▸ **Consigne**: Veuillez reproduire à l'identique le passage du texte sur le cloud dans le secteur public compris entre « Alors que les » et « se concentrer ? », ces deux bornes incluses.

▸ **Texte fourni**:
▼
Alors que les criminels continuent de chercher à exploiter les failles de sécurité des organisations, sur quoi les responsables informatiques du secteur public doivent-ils se concentrer ?
Gartner estime que plus de 85 % des organisations adopteront le principe du « cloud first » d'ici 2025, et que plus de 95 % des nouvelles charges de travail seront déployées sur des plateformes natives dans le cloud (contre 30 % en 2021). Mais au-delà de la nécessité pour les institutions publiques de déployer rapidement des services basés sur le cloud pour s’assurer de rester opérationnels, beaucoup sont encore aujourd'hui en retard quant à l’efficacité de leur gestion. Même si les trois quarts des entreprises et institutions françaises semblent avoir mis en place de nouvelles fonctionnalités ou ont étendu leur infrastructure cloud au-delà de leurs plans initiaux - en écho à la pandémie - beaucoup restent perplexes quand on leur demande combien de services ils utilisent au total à l’heure actuelle. De plus, ces organisations privées et publiques n’auraient qu’un aperçu partiel sur leurs données : 34% des données seraient des dark data en France et 48 % seraient redondantes, obsolètes ou triviales (ROT).
▲
▸ **Extraits du matériel**:
▼
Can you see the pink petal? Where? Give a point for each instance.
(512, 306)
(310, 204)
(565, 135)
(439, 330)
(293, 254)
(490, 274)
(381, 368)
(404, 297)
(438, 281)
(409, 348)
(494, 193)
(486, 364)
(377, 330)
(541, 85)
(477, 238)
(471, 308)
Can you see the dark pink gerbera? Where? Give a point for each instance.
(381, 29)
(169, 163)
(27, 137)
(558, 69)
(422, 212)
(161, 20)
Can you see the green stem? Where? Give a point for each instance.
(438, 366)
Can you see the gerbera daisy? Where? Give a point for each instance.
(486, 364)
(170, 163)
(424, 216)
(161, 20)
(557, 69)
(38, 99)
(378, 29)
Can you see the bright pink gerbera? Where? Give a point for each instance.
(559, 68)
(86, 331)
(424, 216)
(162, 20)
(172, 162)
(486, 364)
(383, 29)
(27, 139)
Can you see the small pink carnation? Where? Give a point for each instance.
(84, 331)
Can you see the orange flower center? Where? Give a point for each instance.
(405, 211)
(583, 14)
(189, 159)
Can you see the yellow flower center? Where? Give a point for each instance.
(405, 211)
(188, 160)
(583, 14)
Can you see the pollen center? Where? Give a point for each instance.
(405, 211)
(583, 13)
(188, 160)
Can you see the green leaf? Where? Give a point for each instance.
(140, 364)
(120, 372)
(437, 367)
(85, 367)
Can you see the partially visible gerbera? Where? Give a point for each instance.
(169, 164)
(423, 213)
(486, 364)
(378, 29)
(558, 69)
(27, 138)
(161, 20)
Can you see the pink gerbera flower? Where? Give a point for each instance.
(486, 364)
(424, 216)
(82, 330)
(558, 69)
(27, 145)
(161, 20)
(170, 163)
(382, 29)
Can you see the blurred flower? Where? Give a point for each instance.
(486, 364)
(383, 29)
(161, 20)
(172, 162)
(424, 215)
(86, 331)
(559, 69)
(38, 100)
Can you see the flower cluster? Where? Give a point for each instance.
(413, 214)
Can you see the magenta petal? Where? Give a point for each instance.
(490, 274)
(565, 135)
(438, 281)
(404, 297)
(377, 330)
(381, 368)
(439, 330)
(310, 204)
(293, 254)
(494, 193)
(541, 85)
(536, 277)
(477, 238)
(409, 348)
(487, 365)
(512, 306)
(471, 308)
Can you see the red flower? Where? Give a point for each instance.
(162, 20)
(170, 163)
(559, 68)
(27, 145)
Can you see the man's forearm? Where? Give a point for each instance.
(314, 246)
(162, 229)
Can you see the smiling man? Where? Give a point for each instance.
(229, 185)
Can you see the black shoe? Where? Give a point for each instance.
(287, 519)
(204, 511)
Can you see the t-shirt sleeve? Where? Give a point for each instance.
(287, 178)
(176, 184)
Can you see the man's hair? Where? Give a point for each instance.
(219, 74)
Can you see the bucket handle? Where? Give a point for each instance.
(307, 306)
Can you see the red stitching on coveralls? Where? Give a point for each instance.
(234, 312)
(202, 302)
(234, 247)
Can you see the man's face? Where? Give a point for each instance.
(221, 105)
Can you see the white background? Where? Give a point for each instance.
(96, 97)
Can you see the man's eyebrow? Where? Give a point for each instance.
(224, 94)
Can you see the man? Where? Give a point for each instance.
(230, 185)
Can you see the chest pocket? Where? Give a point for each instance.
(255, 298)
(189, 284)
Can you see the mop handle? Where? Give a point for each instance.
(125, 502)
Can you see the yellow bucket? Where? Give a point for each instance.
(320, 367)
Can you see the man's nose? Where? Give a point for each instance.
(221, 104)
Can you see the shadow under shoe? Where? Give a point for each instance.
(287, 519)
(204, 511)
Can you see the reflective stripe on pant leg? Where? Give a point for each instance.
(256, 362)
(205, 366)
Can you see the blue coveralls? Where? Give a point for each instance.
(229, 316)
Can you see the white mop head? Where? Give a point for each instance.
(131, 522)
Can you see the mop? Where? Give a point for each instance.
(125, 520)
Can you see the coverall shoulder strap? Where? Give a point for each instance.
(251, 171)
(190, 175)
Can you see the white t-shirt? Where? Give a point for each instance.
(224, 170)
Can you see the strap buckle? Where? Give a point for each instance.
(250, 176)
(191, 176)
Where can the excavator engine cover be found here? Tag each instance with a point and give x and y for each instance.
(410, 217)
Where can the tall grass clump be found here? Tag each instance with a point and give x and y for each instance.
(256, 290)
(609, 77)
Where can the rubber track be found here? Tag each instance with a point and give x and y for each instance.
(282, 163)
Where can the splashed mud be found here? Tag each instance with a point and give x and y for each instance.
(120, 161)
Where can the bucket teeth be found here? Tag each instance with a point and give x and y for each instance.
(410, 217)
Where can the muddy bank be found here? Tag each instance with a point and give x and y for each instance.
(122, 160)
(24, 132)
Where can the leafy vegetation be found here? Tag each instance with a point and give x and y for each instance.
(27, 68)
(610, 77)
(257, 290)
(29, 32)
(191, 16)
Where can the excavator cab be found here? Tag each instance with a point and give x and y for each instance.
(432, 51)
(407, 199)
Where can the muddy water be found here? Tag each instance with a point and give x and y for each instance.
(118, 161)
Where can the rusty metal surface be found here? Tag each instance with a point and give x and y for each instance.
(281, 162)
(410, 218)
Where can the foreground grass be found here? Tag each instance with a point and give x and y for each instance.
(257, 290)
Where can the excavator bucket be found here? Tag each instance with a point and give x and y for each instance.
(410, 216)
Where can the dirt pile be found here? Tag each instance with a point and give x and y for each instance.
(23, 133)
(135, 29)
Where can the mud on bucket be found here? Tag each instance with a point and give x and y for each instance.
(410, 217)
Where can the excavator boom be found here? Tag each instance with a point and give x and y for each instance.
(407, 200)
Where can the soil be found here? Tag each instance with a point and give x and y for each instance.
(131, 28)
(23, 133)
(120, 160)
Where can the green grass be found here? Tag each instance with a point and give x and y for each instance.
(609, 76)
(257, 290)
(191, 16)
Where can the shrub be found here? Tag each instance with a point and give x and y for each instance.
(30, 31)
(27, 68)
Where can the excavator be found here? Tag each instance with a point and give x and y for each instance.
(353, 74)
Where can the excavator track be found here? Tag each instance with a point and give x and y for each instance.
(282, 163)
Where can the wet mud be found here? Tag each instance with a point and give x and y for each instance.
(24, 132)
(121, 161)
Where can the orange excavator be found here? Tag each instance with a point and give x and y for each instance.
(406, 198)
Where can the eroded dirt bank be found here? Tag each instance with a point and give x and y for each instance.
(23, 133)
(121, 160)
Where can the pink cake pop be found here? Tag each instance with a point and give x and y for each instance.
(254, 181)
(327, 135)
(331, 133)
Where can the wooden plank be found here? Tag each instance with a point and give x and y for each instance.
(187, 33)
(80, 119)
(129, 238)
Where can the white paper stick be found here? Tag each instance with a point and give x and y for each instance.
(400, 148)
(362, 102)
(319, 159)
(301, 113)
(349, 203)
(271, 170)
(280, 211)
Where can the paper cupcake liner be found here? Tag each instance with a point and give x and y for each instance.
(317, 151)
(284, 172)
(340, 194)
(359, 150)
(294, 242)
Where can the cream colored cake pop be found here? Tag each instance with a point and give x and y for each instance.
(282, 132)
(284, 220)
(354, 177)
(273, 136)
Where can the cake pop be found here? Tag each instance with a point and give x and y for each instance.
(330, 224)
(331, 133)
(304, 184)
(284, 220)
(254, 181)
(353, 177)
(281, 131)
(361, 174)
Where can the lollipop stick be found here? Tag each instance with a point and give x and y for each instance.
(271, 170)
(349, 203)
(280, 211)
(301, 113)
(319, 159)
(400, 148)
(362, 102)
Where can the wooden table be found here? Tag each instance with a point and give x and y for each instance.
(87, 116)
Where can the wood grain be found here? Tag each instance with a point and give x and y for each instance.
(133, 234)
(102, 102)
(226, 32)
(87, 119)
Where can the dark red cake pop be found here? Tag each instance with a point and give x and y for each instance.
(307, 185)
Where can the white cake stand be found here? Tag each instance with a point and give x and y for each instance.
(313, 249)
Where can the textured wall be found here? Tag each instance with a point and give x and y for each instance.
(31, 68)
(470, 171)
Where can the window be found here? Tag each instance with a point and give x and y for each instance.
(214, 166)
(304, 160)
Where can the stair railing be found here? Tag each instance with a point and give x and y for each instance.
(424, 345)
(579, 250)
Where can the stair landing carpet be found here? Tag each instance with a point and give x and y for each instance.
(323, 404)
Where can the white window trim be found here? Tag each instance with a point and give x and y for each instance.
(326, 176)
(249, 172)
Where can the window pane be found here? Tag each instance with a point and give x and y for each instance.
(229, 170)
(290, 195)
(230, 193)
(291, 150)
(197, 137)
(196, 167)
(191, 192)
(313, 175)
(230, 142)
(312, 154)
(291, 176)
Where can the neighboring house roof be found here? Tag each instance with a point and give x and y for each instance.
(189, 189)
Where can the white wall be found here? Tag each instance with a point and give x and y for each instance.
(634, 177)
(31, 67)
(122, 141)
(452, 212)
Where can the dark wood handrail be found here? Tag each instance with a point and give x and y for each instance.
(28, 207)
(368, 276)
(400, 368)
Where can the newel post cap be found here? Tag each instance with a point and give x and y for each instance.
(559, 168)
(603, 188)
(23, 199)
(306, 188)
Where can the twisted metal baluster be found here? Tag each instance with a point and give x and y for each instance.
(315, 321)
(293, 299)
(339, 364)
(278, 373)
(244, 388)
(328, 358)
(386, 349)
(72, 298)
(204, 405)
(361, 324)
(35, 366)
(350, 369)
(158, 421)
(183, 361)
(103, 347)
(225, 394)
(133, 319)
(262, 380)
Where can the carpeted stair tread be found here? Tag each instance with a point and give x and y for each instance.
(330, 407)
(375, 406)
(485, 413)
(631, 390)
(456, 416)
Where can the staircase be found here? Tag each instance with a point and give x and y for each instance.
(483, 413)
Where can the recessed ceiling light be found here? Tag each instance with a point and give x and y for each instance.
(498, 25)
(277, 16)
▲
▸ **Réponse**:
Alors que les criminels continuent de chercher à exploiter les failles de sécurité des organisations, sur quoi les responsables informatiques du secteur public doivent-ils se concentrer ?